▶ [What to do] From the records below, copy the lines that include "query".

▶ [Supplied records]
----------
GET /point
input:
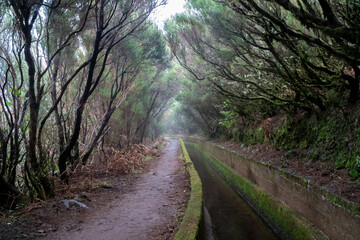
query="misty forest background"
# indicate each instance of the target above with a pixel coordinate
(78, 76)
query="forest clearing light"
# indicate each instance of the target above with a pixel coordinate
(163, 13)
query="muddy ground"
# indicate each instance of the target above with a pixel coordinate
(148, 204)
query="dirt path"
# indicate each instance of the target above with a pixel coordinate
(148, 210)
----------
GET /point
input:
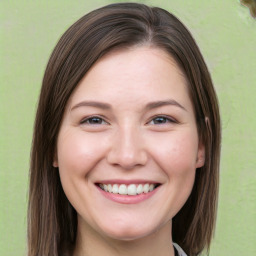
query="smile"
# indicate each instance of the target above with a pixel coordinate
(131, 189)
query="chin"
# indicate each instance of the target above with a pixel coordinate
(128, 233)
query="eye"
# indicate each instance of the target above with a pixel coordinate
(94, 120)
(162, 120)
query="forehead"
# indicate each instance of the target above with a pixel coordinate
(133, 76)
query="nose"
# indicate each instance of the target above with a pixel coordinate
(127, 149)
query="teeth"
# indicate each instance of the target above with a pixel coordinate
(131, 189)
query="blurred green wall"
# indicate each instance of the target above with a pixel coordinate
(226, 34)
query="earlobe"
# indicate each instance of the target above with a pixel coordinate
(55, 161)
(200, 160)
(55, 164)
----------
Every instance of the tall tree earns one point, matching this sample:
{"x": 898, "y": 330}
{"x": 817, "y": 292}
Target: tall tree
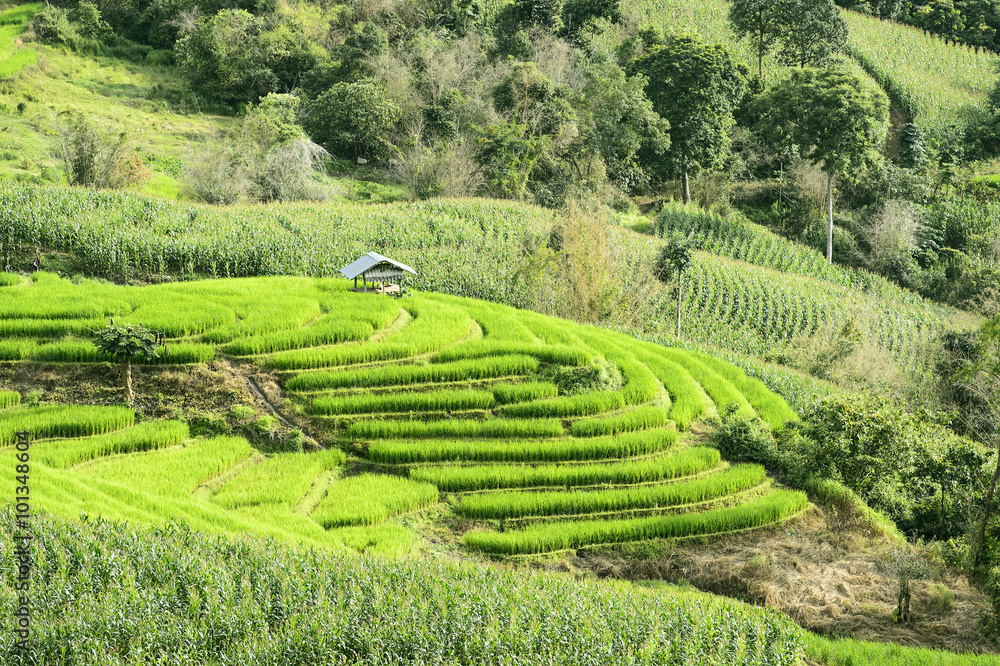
----------
▶ [Solution to this exercise]
query="misty forest background"
query="forest clearing light"
query="muddy ground"
query="dirt path"
query="smile"
query="chin"
query="eye"
query="forehead"
query="nose"
query="teeth"
query="blurred green wall"
query="earlobe"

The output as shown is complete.